### Assignment:
Without the pictures, retype each line below exactly as it stands.

(Records excerpted from a collection)

==============================

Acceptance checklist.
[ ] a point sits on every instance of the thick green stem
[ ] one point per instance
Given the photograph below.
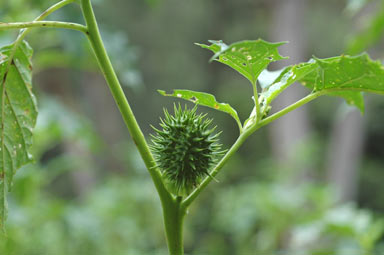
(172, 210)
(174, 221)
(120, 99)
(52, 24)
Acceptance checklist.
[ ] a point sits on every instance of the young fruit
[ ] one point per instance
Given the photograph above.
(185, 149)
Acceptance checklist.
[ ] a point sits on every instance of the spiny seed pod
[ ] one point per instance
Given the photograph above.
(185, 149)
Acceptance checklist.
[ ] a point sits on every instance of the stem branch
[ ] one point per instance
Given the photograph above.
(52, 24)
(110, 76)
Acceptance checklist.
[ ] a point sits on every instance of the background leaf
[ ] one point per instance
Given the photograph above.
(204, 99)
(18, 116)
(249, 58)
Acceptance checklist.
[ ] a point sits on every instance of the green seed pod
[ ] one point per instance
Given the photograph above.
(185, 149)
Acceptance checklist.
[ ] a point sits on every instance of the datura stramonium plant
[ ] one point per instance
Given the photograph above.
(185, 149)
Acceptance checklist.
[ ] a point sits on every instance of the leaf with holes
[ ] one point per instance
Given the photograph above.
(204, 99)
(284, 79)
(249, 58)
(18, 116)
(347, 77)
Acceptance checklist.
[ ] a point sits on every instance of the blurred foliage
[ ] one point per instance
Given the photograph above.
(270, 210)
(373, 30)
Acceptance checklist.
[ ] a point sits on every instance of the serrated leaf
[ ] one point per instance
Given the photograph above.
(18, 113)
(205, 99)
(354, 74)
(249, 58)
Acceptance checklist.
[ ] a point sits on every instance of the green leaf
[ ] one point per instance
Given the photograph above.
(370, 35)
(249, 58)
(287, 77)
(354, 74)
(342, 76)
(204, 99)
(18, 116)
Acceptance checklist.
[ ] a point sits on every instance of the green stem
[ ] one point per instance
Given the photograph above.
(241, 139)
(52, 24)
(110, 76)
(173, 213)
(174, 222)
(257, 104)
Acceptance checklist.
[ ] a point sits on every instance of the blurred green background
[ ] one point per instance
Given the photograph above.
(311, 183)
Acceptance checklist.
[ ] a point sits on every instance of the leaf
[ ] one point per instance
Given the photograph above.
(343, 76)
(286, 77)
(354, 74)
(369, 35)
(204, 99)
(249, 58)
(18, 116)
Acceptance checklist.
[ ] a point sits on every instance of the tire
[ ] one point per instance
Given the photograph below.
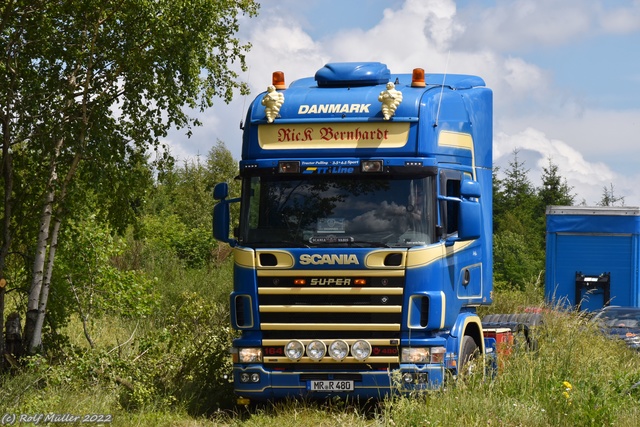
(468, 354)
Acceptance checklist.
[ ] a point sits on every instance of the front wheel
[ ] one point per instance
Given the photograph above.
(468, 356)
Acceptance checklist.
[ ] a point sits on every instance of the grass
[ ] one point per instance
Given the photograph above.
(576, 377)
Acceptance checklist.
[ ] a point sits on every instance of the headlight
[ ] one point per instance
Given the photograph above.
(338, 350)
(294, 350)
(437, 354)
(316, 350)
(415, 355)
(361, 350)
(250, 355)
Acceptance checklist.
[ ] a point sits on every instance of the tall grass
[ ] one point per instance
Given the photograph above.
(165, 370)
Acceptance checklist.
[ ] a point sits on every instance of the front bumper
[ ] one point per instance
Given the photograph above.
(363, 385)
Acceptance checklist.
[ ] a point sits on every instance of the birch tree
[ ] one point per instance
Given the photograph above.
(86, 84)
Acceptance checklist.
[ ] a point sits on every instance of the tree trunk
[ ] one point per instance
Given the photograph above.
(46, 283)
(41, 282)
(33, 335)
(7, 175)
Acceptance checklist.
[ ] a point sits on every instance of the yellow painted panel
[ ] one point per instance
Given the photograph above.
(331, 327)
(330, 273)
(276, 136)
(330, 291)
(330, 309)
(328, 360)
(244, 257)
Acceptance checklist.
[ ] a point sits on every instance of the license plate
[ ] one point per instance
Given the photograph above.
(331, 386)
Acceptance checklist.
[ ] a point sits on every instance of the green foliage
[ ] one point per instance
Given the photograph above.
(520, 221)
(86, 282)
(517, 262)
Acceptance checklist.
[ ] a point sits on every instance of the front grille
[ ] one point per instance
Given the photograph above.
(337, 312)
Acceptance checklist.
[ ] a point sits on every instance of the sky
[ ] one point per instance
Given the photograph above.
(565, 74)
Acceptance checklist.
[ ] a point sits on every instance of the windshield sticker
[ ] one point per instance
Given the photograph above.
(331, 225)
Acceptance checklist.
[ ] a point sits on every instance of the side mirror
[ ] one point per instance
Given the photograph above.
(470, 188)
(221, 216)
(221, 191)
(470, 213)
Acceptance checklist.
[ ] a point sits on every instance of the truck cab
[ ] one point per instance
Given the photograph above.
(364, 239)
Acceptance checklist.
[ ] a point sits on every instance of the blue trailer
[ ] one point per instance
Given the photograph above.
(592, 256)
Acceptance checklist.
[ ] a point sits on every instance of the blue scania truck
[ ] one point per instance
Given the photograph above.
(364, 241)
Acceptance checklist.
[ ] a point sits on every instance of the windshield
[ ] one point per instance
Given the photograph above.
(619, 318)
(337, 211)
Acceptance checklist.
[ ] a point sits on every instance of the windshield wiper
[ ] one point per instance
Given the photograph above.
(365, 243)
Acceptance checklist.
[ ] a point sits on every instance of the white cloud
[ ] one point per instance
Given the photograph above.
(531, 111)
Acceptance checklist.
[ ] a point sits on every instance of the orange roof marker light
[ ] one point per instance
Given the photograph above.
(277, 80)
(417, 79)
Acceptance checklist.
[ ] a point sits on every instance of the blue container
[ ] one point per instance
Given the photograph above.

==============================

### Solution:
Acceptance checklist.
[ ] a point sits on every instance of the thick green stem
[ ] one point per instance
Given the photograph below.
(172, 210)
(174, 221)
(120, 99)
(52, 24)
Acceptance checklist.
[ ] a point sits on every instance of the young fruit
[ ] one point per instance
Given the photograph above.
(185, 149)
Acceptance checklist.
[ ] a point sits on every instance of the spiny seed pod
[ ] one point per instance
Given the photograph above.
(185, 149)
Acceptance checklist.
[ ] a point sits on every instance of the stem branch
[ ] one point per instance
Given the photograph above.
(52, 24)
(110, 76)
Acceptance checklist.
[ ] a point sits on every instance of the background leaf
[ ] one point per instance
Given the photograph above.
(204, 99)
(18, 116)
(249, 58)
Acceptance checklist.
[ ] a point sits on every instance of the green seed pod
[ ] one point per instance
Given the photograph above.
(185, 149)
Acceptance checklist.
[ ] a point sits on every instance of the datura stramonium plant
[ ] one point per instance
Given the photograph above.
(185, 149)
Acceptance checklist.
[ ] a point sits on every instance of the leaf with holes
[ ] one point per instance
Given the photograph above.
(204, 99)
(284, 79)
(249, 58)
(18, 116)
(347, 77)
Acceptance checklist.
[ ] a point sits on every instance of the blurred foliage
[ ] one point per instance
Given the photograph above.
(270, 210)
(373, 30)
Acceptance checklist.
[ ] a point sits on every instance of the serrated leaf
[ ] one point per instance
Given the photograph above.
(18, 113)
(205, 99)
(354, 74)
(249, 58)
Acceptance checklist.
[ ] a point sits on every instance of the green leaf
[ ] one point per instance
Given the photograph above.
(370, 35)
(249, 58)
(287, 77)
(354, 74)
(342, 76)
(204, 99)
(18, 116)
Acceptance checklist.
[ ] a point sits on every instance of the green stem
[ ] one point per instance
Given the photograph above.
(241, 139)
(52, 24)
(110, 76)
(173, 213)
(174, 222)
(257, 104)
Acceptance checklist.
[ ] a point sits on every instance of the blurred green background
[ ] one point per instance
Given the photograph above.
(311, 183)
Acceptance checklist.
[ ] a point sits on every instance of the leaf
[ ] one point per instance
Given the photograph above.
(343, 76)
(286, 77)
(354, 74)
(369, 35)
(204, 99)
(249, 58)
(18, 116)
Acceptance checklist.
[ ] a point sits on every instance of the tire
[ ] one point per instance
Given the photograph below.
(468, 354)
Acceptance checklist.
[ ] a point sits on every instance of the front wheel
[ ] one point per instance
Given the photograph above.
(468, 356)
Acceptance checklist.
[ ] a point sits on every instance of the grass
[ ] one point per instance
Given the photograph above.
(576, 377)
Acceptance checklist.
[ ] a point sits on every instance of the headlight
[ ] one point per instance
Given the photograph above.
(338, 350)
(294, 350)
(437, 354)
(316, 350)
(415, 355)
(361, 350)
(250, 355)
Acceptance checklist.
[ ] a point sits on every instance of the tall grass
[ ] one point per instance
Given the photograph above.
(165, 370)
Acceptance checklist.
[ ] a point sits on every instance of the front bumper
[ ] one point per instance
Given the photograph above.
(363, 385)
Acceptance checklist.
[ ] a point sits on every instance of the birch tree
[ ] one point per instance
Given the photograph above.
(86, 84)
Acceptance checklist.
[ ] a point sits on every instance of the tree trunk
[ ] one point per instance
Given the photograph above.
(46, 283)
(41, 282)
(33, 335)
(7, 175)
Acceptance checklist.
[ ] a point sits on every instance of the yellow painted panel
[ ] one point per instance
Given the photograph above.
(331, 327)
(330, 273)
(276, 136)
(330, 291)
(330, 309)
(328, 360)
(244, 257)
Acceptance checklist.
[ ] a point sits on every instance of the license plate
[ ] one point per instance
Given the photograph above.
(331, 386)
Acceptance checklist.
[ ] a point sits on every instance of the green foliage
[ ] one point per instance
Given the photograph above.
(520, 221)
(86, 282)
(517, 262)
Acceptance checklist.
[ ] a point sits on every instance of the front grille
[ ] one point per instance
Given the photograph above.
(337, 312)
Acceptance checklist.
[ ] a point sits on every instance of the sky
[ ] one point per instance
Given the photograph above.
(565, 74)
Acceptance checklist.
[ ] a point sits on every instance of the windshield sticker
[ ] one point per instance
Given the photograph above.
(331, 225)
Acceptance checklist.
[ ] a point sits on every instance of the side mirror
[ ] one point per instance
Given the photograph above.
(470, 188)
(221, 216)
(221, 191)
(470, 213)
Acceptance checklist.
[ ] a point sits on every instance of the truck cab
[ ] one point per instance
Given the photograph above.
(364, 239)
Acceptance checklist.
[ ] a point sits on every instance of the blue trailer
[ ] one point per instance
Given the photograph above.
(592, 256)
Acceptance checklist.
[ ] a point sits on every instance of the blue scania truck
[ ] one point per instance
Given the photograph above.
(364, 241)
Acceptance checklist.
[ ] a point sits on every instance of the windshield
[ ] one point per instance
Given the photograph above.
(619, 318)
(337, 211)
Acceptance checklist.
[ ] a point sits on every instance of the windshield wiper
[ ] one point per instance
Given the photograph above.
(365, 243)
Acceptance checklist.
[ ] a point sits on every instance of the white cloud
[ ] one point per instance
Given the photograph above.
(531, 111)
Acceptance checklist.
[ ] a point sits on every instance of the orange roof marker light
[ ] one point per instance
Given the photograph above.
(277, 80)
(417, 79)
Acceptance checklist.
[ ] a point sits on every instance of the blue container
[ ] one point per instance
Given the photograph above.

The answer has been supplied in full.